SOURCE EXTRACT –
◆ ◆ ◆ ◆ ◆ ◆ ◆

We live in very fearful times. They are also legitimately very frightening times, but often the reactions are to the default position of the fearful: anger, blame and rejection.
Fear amplifies our tendency to revert to our most extreme corners and armour up.
We're increasingly encouraged to stay in our corners. Like most mums of teenagers, I'm constantly saying that social media is an echo chamber, but it's worse than that.
The algorithms are tuned to repeat whatever generates the most extreme reactions, especially anger. Mainstream media does it too. Extreme headlines sell: if, as the saying goes, it bleeds, it leads.
Neurologists say we're wired to focus on bad news, probably because that's how our ancestors survived: a jumpy caveman is an alive caveman.
But today, when life depends on the community, not the jungle, defaulting to anger and attack is the real danger.
In a British Conservative leadership party debate last week, the audience was asked whether they trust any politician. Not a single hand went up. Clearly, some recent British politicians haven't covered themselves in glory. But to not trust any of your leaders is extreme, and risky in difficult times.
Facts matter. Principles matter. Accountability matters. Debate about them matters. It's not that we argue: it's how we argue.
When the going gets tough, we're all drawn to fight or flight, but we need to find a way to stand our ground - without needing to level everyone around us.
The foundation for discussion is not even to concede common ground, it is to concede common humanity.

◆ ◆ ◆ ◆ ◆ ◆ ◆

TASKS FOR THIS EXERCISE –
a - In the commentary on fear, how many audience members raised a hand when asked during the British Conservative leadership debate whether they trust any politician?
b - Reproduce the part of the commentary on fear that opens with the words containing "In a British" and closes with "everyone around us.".

◆ ◆ ◆ ◆ ◆ ◆ ◆

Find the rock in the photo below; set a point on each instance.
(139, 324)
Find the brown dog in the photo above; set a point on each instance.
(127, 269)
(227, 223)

◆ ◆ ◆ ◆ ◆ ◆ ◆

SOLUTION SET –
a - Not a single one.

b -
In a British Conservative leadership party debate last week, the audience was asked whether they trust any politician. Not a single hand went up. Clearly, some recent British politicians haven't covered themselves in glory. But to not trust any of your leaders is extreme, and risky in difficult times.
Facts matter. Principles matter. Accountability matters. Debate about them matters. It's not that we argue: it's how we argue.
When the going gets tough, we're all drawn to fight or flight, but we need to find a way to stand our ground - without needing to level everyone around us.